A VOZ DO ENCANTATÓRIO
Uma
noite sensível cor de martelos
- Herberto
Helder
Claudio Daniel
Reynaldo Jiménez (Lima, 1959)
é o poeta do sensorial, cultor de estranhas partituras que evocam
a pele do musgo, a sombra do marsupial ou a noturna irrupção
de amarelos. Ninguém se iluda com esses poemas escavados na
rocha (ou ainda, no espaço movediço do barro): existe a alucinação,
o espraiar-se de simulada demência, mas também o daimon
da composição, que ordena as figuras com rigorosos compassos
e esquadros. Ele é o herdeiro hispânico das cabalas de Rimbaud
e Mallarmé (lembremos o adágio sobre "o poder encantatório das
palavras"), das bizarrias plásticas de Lautréamont; porém, essa
excêntrica imagética é articulada numa sintaxe voluntariamente
artificial ou hermética, construída segundo uma lógica musical
que converte as palavras em células melódicas e rítmicas (de
uma aspereza lírica que se choca com o próprio conceito de lirismo).

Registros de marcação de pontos
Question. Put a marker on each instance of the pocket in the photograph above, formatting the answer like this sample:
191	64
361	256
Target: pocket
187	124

ENUNCIADO DA TAREFA |
Liste todos os autores dos quais Reynaldo Jiménez é chamado de herdeiro hispânico no trecho sobre sua poesia.

RESULTADO DO EXERCÍCIO |
Rimbaud, Mallarmé e Lautréamont.